**EXTRAIT SOURCE:**
== == ==

Plus les cadeaux sont acceptés avec plaisir,

Plus on regrette de les avoir faits.

Ils vous éclipsent. »

 

« Malaisie » - Henri Fauconnier.

 

***

 

 

   Prenons un objet, un vase en céladon, un flacon de parfum, un livre. Ces objets s’évanouissent spontanément dans leur propre objectité. Ils demeurent enclos dans les frontières de leur être, ils n’en débordent nullement, ils vivent dans l’exacte autarcie que leur accorde leur monde : être des choses et simplement ceci. Ces objets du quotidien, nous en croisons constamment le chemin sans que notre attention à leur égard ne s’allume, en quelque manière, dans la meurtrière de notre conscience. Ils sont là, posés-devant, immobiles telles de lapidaires présences. On dirait de simples gemmes dont la clarté intérieure ne s’exilerait de ses propres contours. Sorte d’existence végétative dont nul ne pourrait les faire sortir puisque telle est leur nature : se manifester du-dedans et demeurer dans une opaque mutité.

== == ==

**ÉNONCÉ DE L'EXERCICE:** Recopiez mot pour mot le passage de l'extrait sur les objets du quotidien, de « Prenons un objet, un » à « une opaque mutité. ».

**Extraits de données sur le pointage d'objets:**
== == ==

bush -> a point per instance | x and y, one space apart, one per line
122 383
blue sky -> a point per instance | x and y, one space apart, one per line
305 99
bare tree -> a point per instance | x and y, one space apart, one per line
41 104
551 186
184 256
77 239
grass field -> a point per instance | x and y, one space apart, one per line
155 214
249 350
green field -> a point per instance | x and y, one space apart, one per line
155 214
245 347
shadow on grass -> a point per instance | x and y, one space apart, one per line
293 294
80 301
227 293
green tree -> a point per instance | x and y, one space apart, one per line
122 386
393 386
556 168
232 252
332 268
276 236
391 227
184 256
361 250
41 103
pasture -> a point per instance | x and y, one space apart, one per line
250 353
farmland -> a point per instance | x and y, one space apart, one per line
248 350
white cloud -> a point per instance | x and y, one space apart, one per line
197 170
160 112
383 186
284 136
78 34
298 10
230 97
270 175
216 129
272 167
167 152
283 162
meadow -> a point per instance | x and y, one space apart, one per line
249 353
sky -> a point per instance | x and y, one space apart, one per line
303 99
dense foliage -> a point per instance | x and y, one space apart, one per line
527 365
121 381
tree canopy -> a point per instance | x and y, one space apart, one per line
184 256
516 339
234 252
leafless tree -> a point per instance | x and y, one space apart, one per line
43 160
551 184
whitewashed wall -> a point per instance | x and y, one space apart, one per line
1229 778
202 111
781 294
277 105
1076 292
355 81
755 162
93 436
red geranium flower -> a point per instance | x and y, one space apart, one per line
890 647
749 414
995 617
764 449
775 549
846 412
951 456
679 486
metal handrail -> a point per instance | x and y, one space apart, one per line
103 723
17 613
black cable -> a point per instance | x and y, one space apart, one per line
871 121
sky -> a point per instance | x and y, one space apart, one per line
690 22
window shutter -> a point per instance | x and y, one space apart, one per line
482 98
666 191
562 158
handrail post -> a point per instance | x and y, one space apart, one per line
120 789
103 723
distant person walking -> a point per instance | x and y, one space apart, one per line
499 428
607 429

== == ==

**SOLUTION PROPOSÉE:**
Prenons un objet, un vase en céladon, un flacon de parfum, un livre. Ces objets s’évanouissent spontanément dans leur propre objectité. Ils demeurent enclos dans les frontières de leur être, ils n’en débordent nullement, ils vivent dans l’exacte autarcie que leur accorde leur monde : être des choses et simplement ceci. Ces objets du quotidien, nous en croisons constamment le chemin sans que notre attention à leur égard ne s’allume, en quelque manière, dans la meurtrière de notre conscience. Ils sont là, posés-devant, immobiles telles de lapidaires présences. On dirait de simples gemmes dont la clarté intérieure ne s’exilerait de ses propres contours. Sorte d’existence végétative dont nul ne pourrait les faire sortir puisque telle est leur nature : se manifester du-dedans et demeurer dans une opaque mutité.